DOCUMENT EXCERPT:
******
That creates an evidentiary burden for enforcement. If the competitor’s performance is measured under different matrices or time points, they may argue the claim-defined characteristic is not met.

3) Non-native linking moiety constraint

Claim 3’s “linking moiety is not present in native alpha-galactosidase A” is broad, but effective because the multimer is defined by a covalent linkage that inherently does not exist in native purified enzyme. This is a standard claim anchor for linking-molecule inventions.


Where the claim scope is broad (and where it narrows)

Broad scope

  • Claim 1 covers at least two monomers (could include trimers or higher multimers).
  • Claim 1 does not mandate PEG; PEG is only explicit from claim 5 onward.
  • Claim 11 includes variants in performance characterization (delta or range language).
  • Claims 12–15 allow broad enzyme identity and sequence latitude.

Narrow scope

  • The strongest “structure-defined” coverage sits in claims 5–10:
    • dimeric structure,
    • poly(alkylene glycol), specifically PEG,
    • at least 5 units,
    • terminal functional groups,
    • at least one amide bond with an enzyme monomer.
  • If a competitor uses a different linker type (e.g., non-PAG chemistries, non-amide bond, non-terminal attachment) the dimer claims may fall away, leaving only broader claim 1 (but claim 1 still requires a linking moiety and performance characteristics).

Patent landscape analysis for this concept (US): what matters for freedom-to-operate

Without the full bibliographic record for US 10,280,414 (publication family members, priority claims, and prosecution history), a reliable landscape must be constrained to the claim-level innovation axes. Based on those axes, the practical US landscape for a PEG-linked covalent multimer of alpha-galactosidase A will cluster around:

A) Covalent enzyme multimerization / cross-linking

Competitors typically seek:

  • higher stability in plasma,
  • lysosomal trafficking resilience,
  • reduced immunogenicity through altered clearance and aggregation profiles,
  • and extended half-life via size/structure or altered degradation.

Covalent cross-linking between enzyme monomers is a distinct chemical design space with potential overlap in prior art on:

  • cross-linked proteins,
  • enzyme dimers/oligomers,
  • PEG-based cross-linkers and enzyme stabilization.

B) PEG chemistry for protein stabilization

This includes:

  • monomeric PEGylated alpha-galactosidase,
  • PEG conjugates that do not cross-link two protein monomers covalently,
  • and PEG linkers used to generate stable protein-protein constructs.
******
Stored items:
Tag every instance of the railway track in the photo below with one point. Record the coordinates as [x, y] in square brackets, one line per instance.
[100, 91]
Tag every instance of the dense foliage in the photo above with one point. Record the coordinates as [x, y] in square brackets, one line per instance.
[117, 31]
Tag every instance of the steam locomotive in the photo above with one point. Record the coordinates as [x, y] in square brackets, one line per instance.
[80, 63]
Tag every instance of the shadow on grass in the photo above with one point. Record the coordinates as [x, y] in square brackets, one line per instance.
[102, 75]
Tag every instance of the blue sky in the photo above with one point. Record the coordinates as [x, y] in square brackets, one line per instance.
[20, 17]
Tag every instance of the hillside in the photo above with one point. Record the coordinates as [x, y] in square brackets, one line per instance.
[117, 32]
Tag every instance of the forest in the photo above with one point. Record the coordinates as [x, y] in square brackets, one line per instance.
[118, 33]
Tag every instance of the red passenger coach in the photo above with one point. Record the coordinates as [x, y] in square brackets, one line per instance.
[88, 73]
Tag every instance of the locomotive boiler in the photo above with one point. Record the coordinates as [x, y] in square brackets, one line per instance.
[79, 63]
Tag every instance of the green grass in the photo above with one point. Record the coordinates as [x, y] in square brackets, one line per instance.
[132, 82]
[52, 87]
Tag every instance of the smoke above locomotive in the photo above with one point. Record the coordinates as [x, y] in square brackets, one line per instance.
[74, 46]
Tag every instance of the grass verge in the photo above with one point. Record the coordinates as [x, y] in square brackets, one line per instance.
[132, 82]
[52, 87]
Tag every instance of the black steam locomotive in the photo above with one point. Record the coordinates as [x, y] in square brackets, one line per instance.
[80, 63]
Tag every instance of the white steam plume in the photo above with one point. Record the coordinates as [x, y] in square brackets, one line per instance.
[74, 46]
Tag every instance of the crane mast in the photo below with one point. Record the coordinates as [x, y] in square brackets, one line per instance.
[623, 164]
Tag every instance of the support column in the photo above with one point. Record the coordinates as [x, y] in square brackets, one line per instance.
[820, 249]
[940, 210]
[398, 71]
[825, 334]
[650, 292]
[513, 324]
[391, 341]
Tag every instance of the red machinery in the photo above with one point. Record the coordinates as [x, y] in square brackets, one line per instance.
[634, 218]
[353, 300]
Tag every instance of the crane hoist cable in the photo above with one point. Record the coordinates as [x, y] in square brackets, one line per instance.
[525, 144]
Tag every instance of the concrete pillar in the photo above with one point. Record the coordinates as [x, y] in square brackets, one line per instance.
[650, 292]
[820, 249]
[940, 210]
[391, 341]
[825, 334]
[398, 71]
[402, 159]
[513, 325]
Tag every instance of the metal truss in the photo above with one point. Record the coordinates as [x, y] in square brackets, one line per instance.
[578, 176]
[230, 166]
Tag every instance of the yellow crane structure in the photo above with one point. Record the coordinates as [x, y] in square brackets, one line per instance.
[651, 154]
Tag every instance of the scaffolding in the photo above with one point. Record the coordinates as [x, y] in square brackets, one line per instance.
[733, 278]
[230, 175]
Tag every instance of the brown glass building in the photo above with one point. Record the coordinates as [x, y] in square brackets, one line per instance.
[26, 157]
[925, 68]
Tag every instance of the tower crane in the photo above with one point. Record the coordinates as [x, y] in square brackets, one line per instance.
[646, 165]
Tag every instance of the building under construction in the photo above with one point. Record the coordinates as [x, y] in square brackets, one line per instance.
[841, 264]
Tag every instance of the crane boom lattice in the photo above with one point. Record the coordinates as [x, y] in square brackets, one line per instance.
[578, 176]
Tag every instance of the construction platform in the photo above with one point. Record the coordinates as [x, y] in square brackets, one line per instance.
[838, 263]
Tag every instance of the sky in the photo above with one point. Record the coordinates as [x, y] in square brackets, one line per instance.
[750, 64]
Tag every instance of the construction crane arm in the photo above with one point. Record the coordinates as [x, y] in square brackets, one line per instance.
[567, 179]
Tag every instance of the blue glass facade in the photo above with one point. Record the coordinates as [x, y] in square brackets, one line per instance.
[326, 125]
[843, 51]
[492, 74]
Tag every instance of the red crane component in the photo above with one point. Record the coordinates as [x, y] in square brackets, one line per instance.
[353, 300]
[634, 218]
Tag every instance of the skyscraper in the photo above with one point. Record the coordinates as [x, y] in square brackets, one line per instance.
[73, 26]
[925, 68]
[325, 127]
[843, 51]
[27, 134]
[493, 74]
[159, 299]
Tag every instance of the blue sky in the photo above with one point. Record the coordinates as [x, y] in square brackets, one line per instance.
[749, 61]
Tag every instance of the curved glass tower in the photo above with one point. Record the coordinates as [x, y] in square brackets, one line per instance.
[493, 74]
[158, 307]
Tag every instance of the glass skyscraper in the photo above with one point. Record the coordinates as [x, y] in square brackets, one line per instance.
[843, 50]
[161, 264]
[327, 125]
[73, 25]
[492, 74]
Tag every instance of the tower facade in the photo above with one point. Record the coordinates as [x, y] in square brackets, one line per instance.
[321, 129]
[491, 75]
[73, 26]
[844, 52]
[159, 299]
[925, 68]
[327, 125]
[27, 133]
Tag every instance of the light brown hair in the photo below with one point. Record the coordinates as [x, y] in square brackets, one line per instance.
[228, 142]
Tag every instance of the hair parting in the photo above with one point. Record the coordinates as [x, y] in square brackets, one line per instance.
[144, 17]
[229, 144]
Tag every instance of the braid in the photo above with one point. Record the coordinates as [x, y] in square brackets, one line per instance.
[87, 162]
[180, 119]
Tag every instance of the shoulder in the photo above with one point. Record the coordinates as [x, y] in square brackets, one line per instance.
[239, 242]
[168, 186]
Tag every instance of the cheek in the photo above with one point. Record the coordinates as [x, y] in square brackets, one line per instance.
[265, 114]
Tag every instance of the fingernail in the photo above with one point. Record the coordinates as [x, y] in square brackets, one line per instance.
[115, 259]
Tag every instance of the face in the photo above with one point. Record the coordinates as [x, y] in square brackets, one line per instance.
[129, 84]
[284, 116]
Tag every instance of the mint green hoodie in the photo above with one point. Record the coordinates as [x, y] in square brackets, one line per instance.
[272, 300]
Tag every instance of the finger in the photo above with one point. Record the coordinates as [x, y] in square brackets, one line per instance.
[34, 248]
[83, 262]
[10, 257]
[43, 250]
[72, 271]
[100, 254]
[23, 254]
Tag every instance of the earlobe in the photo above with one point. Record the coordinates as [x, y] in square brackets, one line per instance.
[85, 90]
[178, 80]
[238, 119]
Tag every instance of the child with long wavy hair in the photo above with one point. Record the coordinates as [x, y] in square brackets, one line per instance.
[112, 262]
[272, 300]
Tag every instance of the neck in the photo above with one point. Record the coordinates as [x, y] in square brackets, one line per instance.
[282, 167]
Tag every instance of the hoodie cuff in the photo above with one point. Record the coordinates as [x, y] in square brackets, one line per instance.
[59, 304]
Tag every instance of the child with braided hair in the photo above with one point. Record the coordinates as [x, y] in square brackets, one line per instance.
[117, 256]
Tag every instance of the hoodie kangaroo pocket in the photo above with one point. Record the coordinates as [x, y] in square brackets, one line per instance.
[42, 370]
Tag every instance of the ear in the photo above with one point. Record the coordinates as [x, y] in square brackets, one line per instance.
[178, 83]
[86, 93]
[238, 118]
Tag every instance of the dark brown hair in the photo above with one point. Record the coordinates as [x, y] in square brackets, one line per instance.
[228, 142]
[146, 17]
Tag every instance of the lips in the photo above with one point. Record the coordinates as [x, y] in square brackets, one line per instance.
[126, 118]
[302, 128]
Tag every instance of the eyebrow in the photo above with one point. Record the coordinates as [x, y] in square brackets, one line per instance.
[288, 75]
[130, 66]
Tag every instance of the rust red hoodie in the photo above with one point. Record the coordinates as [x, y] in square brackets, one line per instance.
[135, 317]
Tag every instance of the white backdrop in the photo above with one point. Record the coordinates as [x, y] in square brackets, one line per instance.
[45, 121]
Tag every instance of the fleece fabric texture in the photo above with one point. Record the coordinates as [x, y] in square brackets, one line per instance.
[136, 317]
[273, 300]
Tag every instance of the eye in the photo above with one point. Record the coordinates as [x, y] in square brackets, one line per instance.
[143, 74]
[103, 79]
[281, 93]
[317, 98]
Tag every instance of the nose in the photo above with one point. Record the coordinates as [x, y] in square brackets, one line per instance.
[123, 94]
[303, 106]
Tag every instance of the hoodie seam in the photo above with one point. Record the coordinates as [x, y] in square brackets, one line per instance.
******
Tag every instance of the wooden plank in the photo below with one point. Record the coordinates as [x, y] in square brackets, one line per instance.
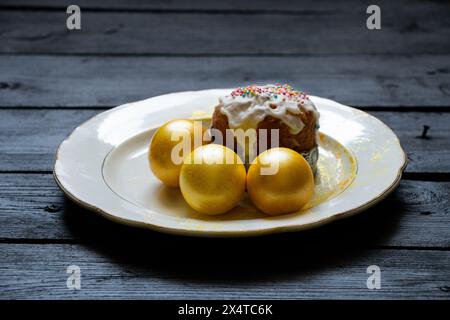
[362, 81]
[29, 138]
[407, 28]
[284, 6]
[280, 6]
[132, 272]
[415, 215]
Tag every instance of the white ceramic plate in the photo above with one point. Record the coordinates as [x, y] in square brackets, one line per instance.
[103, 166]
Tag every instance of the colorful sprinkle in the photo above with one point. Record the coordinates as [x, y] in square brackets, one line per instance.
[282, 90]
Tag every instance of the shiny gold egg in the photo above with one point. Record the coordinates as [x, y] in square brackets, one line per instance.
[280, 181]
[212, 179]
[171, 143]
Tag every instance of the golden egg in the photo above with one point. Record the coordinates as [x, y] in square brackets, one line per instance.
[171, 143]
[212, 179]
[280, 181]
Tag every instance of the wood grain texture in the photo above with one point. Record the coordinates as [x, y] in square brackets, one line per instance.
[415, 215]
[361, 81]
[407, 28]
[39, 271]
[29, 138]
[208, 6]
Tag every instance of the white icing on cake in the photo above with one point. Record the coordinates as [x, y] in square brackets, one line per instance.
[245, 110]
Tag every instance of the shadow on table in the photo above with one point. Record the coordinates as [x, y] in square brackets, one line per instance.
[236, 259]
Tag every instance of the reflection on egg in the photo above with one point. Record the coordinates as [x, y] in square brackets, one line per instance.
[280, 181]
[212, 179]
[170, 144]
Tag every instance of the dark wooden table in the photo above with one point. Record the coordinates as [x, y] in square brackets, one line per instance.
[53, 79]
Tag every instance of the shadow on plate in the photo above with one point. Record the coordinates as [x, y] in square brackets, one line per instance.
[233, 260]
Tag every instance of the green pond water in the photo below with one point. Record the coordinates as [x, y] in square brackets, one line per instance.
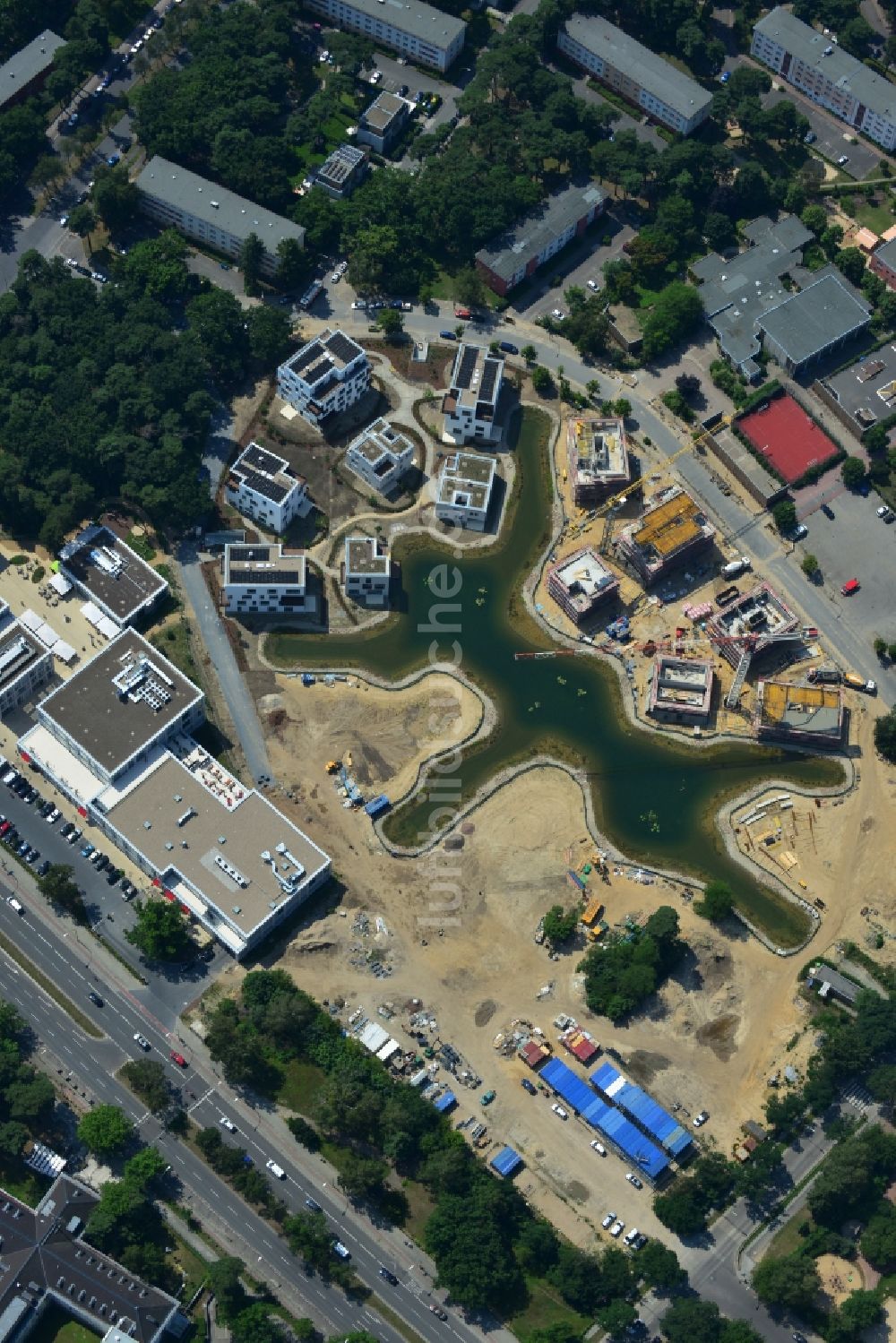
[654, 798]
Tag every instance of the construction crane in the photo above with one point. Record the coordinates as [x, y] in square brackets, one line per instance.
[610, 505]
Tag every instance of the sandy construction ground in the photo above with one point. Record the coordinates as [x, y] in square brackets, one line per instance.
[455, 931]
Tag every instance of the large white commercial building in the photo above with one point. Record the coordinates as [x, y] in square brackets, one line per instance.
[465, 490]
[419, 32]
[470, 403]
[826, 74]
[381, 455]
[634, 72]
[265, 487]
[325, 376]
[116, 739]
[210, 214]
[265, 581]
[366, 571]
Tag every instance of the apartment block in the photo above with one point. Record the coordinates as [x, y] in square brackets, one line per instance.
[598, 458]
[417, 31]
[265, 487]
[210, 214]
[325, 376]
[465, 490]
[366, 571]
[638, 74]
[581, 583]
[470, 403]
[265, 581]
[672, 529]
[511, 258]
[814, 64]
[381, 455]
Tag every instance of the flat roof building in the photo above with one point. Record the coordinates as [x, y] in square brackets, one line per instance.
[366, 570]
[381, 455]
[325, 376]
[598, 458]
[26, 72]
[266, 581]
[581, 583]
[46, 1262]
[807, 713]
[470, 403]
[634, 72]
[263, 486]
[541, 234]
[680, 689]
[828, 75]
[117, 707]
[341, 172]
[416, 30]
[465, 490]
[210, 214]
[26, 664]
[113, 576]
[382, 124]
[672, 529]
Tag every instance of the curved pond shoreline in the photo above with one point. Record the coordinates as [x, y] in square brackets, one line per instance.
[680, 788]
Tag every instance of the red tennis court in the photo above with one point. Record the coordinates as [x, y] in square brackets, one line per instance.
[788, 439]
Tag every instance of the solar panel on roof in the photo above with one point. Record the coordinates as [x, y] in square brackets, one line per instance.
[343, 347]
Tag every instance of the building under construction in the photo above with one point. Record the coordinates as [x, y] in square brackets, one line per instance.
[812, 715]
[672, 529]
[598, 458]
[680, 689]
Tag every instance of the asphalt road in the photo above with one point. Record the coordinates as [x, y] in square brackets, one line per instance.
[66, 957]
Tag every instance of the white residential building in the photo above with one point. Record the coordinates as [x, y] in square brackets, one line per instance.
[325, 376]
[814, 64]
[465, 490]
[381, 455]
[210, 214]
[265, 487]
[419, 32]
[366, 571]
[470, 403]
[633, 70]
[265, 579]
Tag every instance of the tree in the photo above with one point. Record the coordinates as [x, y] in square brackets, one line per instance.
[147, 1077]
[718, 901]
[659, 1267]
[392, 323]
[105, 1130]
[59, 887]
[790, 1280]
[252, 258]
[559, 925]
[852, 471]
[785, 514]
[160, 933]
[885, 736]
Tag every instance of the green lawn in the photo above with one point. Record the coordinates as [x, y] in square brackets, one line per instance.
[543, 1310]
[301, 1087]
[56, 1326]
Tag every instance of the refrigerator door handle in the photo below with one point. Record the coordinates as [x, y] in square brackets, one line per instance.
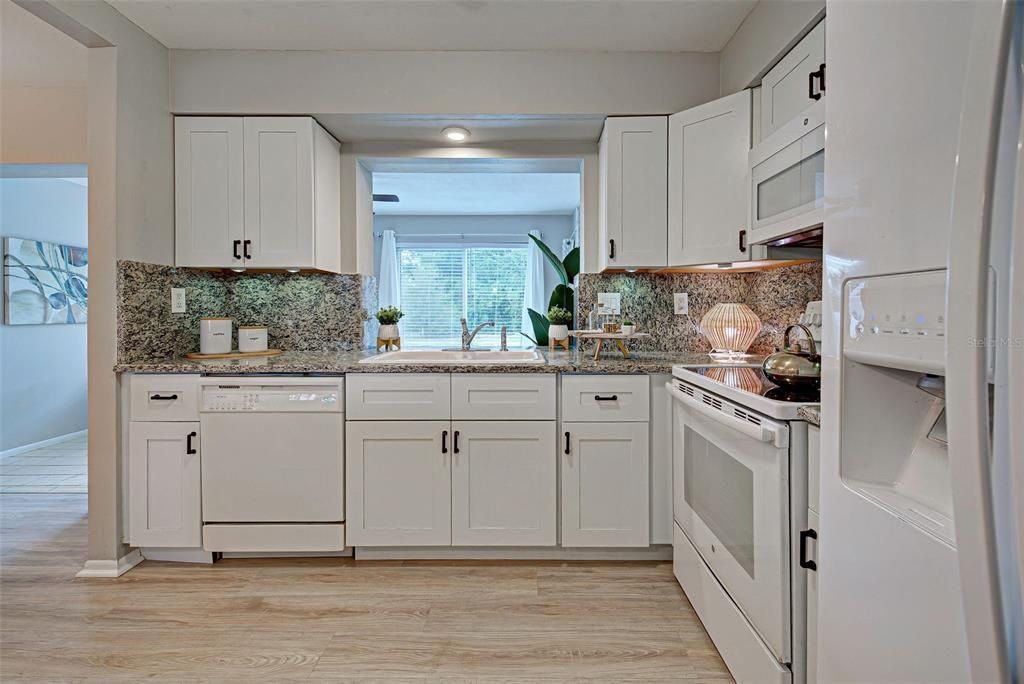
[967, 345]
******
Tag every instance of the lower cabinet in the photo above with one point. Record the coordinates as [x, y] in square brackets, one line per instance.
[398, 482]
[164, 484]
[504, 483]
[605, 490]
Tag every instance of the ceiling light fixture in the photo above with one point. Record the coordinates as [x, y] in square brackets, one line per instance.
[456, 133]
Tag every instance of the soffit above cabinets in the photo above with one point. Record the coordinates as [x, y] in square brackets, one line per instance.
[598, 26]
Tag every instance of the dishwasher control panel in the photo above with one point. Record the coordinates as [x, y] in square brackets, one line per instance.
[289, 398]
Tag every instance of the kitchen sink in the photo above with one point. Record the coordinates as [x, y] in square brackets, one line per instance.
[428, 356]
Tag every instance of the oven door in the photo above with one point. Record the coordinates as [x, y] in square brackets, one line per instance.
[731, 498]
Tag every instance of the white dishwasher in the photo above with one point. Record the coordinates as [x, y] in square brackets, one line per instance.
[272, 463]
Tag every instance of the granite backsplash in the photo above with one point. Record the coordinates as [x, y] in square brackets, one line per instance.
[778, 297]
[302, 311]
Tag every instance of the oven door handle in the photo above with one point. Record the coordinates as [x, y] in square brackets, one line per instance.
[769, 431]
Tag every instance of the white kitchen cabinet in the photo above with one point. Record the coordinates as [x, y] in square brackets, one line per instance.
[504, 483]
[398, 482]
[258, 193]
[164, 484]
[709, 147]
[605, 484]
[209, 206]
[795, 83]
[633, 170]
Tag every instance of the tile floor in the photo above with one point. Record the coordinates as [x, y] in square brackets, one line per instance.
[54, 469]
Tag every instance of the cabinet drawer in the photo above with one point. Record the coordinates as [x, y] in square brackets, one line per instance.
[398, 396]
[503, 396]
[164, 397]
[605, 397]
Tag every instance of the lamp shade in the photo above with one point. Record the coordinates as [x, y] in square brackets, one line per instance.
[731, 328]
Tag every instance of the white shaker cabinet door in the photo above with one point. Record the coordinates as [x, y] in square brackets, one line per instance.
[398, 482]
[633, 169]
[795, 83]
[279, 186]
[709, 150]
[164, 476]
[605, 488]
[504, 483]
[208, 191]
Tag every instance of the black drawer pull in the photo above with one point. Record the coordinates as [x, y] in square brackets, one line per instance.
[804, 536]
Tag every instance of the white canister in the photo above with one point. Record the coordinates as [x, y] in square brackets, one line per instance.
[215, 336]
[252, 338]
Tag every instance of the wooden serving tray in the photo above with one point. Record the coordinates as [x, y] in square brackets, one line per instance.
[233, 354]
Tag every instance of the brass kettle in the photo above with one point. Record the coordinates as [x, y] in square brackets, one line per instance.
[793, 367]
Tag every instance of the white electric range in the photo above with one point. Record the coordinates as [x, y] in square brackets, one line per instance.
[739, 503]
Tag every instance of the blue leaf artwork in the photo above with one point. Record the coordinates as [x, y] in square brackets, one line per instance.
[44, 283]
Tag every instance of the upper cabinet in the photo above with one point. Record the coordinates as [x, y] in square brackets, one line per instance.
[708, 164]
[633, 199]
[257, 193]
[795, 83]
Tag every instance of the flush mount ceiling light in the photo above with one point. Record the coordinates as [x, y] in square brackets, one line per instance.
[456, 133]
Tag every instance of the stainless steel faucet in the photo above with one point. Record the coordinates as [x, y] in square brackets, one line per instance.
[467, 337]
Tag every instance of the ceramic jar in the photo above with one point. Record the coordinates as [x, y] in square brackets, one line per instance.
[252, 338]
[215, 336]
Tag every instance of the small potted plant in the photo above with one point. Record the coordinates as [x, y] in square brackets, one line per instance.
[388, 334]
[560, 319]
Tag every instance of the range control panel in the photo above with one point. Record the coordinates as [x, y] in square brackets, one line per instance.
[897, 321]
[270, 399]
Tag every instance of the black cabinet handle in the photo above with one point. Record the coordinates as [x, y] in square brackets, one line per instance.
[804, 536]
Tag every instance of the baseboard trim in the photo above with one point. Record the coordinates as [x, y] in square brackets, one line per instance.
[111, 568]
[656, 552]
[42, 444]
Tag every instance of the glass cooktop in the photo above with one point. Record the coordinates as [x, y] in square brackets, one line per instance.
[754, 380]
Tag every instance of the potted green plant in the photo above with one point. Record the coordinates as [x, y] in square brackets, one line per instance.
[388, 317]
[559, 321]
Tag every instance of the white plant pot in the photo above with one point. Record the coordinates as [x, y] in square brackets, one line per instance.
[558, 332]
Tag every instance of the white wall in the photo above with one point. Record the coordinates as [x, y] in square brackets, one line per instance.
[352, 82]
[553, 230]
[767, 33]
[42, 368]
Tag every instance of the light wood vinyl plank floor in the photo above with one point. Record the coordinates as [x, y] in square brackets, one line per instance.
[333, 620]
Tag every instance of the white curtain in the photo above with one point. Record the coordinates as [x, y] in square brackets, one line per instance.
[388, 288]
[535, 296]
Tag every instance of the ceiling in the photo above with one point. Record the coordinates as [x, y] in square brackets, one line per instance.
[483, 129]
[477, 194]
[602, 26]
******
TRY IT: How would you continue the patent analysis of the PEG-linked alpha-galactosidase A multimer above, picking up after its last line?

ANSWER TO THIS PROBLEM:
Claim 5–10 will be most directly relevant to any competitor using PEG as a covalent bridge between two alpha-galactosidase monomers.

C) Assay-defined performance categories

Even where structural overlap exists, enforcement and validity are sensitive to:

  • plasma vs lysosomal conditioning time windows (1 hour vs 1 day vs 1 week),
  • pH/temperature “immediate” testing (pH 7, 37°C),
  • half-life model (human plasma vs “physiological system” in claim 1(i) and claim 11),
  • percent-of-native vs percent-of-initial comparisons.

A competitor can often change assay conditions or reporting metrics to reduce the chance of meeting the claim’s exact “selected characteristic” thresholds.


Claim strength and attack surfaces (validity and infringement)

1) Infringement pathway

For a competitor’s product to infringe claim 5:

  • it must be a dimer of alpha-galactosidase A linked by PEG/PAG with terminal functional groups,
  • and include at least one amide bond to an enzyme monomer,
  • and satisfy one of claim 11’s performance characteristics.

A direct infringement case is strongest when internal data on:

  • stability in plasma and lysosomal mimetics,
  • and half-life in relevant models is consistent with the claim thresholds.

2) Validity risk areas

Key attack vectors typically include:

  • Prior art overlap on covalent PEG cross-linking of proteins
    If prior documents show covalent PEG bridging between enzyme monomers with stability and half-life improvements, claim 5–10 face novelty challenges.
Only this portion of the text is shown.